▶ [QUELLTEXT]:
——

Können Cannabisarzneimittel gegen Endometriose helfen?
Das Thema der Medikation wurde im Zuge der Debatte noch nicht breit aufgegriffen.
Bisher gilt die Erkrankung als unheilbar. Ob mit zunehmender Forschungsförderung mögliche Heilungschancen gefunden werden, wird sich zeigen. Bis dahin könnten innovative Cannabisarzneimittel, wie beispielsweise Vaginalzäpfchen auf Basis von Cannabinoiden, eine tragende Rolle in der Linderung vieler Symptome spielen. Laut Online-Umfragen in Australien wurde Cannabis von Endometriose-Patientinnen als am effektivsten beurteilt – über die Hälfte der Patientinnen konnten nach der Einnahme von Cannabisarzneimitteln ihre reguläre Endometriosemedikation um über 50 Prozent reduzieren. Vor allem zur Linderung von Unterleibsschmerzen und zur Verbesserung der Schlafqualität waren die Erfolge durchschlagend: Bei Schmerzen berichteten 81 Prozent von positiven Effekten, beim Schlaf 79 Prozent. Ganze 59 Prozent konnten eine andere Medikation, wie z. B. Analgetika, sogar komplett absetzen.

——

▶ [BEREITGESTELLTES MATERIAL]:

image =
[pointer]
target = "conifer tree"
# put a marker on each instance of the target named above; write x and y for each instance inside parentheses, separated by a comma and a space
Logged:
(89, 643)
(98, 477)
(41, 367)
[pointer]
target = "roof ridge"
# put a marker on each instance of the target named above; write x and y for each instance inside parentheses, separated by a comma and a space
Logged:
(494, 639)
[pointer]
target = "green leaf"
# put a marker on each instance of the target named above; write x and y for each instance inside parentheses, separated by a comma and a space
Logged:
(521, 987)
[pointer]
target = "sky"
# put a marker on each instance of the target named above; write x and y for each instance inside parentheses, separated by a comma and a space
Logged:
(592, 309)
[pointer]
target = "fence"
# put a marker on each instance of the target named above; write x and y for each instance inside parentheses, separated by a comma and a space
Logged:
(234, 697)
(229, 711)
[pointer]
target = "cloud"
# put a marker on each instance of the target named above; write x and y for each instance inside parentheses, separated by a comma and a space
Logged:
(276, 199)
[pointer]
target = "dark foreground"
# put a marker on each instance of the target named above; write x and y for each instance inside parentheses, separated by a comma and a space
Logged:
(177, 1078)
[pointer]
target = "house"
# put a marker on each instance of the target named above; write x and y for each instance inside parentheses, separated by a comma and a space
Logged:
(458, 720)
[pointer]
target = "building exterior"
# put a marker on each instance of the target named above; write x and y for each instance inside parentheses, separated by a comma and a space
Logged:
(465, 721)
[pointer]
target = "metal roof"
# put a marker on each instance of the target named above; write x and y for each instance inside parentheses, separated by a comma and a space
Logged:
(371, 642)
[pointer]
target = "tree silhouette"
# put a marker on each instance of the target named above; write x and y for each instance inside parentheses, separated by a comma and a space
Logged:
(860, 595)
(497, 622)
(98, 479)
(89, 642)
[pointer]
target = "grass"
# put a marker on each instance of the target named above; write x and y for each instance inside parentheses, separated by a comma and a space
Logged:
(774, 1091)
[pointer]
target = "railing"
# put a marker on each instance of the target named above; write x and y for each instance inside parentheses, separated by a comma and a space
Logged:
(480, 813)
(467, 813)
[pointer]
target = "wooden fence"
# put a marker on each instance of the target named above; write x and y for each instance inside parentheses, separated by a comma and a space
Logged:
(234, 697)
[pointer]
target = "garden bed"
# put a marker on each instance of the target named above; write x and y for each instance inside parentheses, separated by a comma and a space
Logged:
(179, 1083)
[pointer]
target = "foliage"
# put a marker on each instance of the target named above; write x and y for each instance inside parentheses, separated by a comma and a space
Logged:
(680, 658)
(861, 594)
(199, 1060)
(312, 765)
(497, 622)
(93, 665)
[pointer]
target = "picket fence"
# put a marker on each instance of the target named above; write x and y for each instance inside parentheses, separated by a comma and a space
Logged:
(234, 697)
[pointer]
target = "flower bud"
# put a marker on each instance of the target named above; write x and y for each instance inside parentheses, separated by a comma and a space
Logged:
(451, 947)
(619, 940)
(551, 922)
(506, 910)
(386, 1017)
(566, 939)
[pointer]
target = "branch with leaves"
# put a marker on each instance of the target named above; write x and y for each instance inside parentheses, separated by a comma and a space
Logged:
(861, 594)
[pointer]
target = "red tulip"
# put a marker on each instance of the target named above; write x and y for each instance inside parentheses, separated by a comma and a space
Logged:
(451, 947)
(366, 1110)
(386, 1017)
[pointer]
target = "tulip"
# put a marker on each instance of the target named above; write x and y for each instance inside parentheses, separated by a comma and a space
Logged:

——

▶ [AUFGABENSTELLUNG]:
[1] Gib den Abschnitt aus dem Quelltext wortgetreu wieder, beginnend mit "Bisher gilt die" und weiter bis einschließlich "sogar komplett absetzen.".
[2] Beantworte anhand des Quelltexts kurz diese Fragen:
(a) Als was gilt die Erkrankung bisher?
(b) Welches Beispiel für innovative Cannabisarzneimittel wird genannt?
(c) Wie viel Prozent berichteten laut den Umfragen bei Schmerzen von positiven Effekten?

▶ [ANTWORTEN]:
[1]
Bisher gilt die Erkrankung als unheilbar. Ob mit zunehmender Forschungsförderung mögliche Heilungschancen gefunden werden, wird sich zeigen. Bis dahin könnten innovative Cannabisarzneimittel, wie beispielsweise Vaginalzäpfchen auf Basis von Cannabinoiden, eine tragende Rolle in der Linderung vieler Symptome spielen. Laut Online-Umfragen in Australien wurde Cannabis von Endometriose-Patientinnen als am effektivsten beurteilt – über die Hälfte der Patientinnen konnten nach der Einnahme von Cannabisarzneimitteln ihre reguläre Endometriosemedikation um über 50 Prozent reduzieren. Vor allem zur Linderung von Unterleibsschmerzen und zur Verbesserung der Schlafqualität waren die Erfolge durchschlagend: Bei Schmerzen berichteten 81 Prozent von positiven Effekten, beim Schlaf 79 Prozent. Ganze 59 Prozent konnten eine andere Medikation, wie z. B. Analgetika, sogar komplett absetzen.

[2]
(a) Als unheilbar.
(b) Vaginalzäpfchen auf Basis von Cannabinoiden.
(c) 81 Prozent.